# What needs to be done:
Scale the lines that follow by writing them all out again, requests included, with every x and y coordinate in the answers multiplied by 0.95 and rounded to a whole number, halves rounded up. Leave the pictures out of your answer.

[A run of lines]
--------------------------------------------------
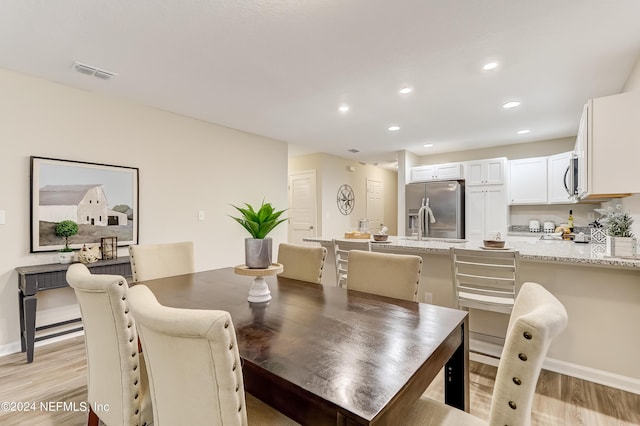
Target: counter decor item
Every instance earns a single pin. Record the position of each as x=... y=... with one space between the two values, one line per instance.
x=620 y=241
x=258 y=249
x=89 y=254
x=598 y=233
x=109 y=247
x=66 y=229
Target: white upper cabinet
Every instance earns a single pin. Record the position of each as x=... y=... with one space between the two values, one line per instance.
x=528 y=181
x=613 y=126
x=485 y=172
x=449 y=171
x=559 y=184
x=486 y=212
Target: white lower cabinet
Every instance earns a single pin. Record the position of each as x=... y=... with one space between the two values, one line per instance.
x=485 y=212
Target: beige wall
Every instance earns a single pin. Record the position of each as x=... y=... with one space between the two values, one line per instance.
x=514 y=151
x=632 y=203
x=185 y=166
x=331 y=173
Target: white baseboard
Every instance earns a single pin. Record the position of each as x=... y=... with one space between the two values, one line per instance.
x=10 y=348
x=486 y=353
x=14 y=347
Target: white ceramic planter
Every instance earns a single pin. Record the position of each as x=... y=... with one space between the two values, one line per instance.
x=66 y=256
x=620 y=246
--------------------------------------------------
# Response to the exercise:
Target: counter decor item
Every instance earns a single pin. Record the position of each as x=... y=... with one space between the two values, one line per instance.
x=589 y=229
x=245 y=237
x=85 y=241
x=568 y=221
x=104 y=235
x=63 y=218
Target: white upper cabinet
Every instance earns a single pin. Record the position of each as x=... y=... with one space between the two values, one line per instance.
x=502 y=172
x=582 y=120
x=461 y=163
x=427 y=162
x=531 y=175
x=462 y=201
Target: white lower cabinet
Every instance earns a single pin. Record the position of each as x=... y=... with one space between the two values, one line per instance.
x=461 y=201
Target: beige wall
Every instance earns a single pin. Record the position of each as x=... y=... with one space between the two values, one line per instance.
x=488 y=143
x=600 y=193
x=176 y=158
x=314 y=164
Target: white baseboard
Every instance earns a single pin. Record the position of each as x=... y=... with one space between the two values, one line per instance.
x=10 y=331
x=462 y=335
x=13 y=330
Target: white ceramic planter
Every instance earns a single pin. Record the position of each as x=... y=... with one space between the two values, one line per instance.
x=63 y=243
x=589 y=234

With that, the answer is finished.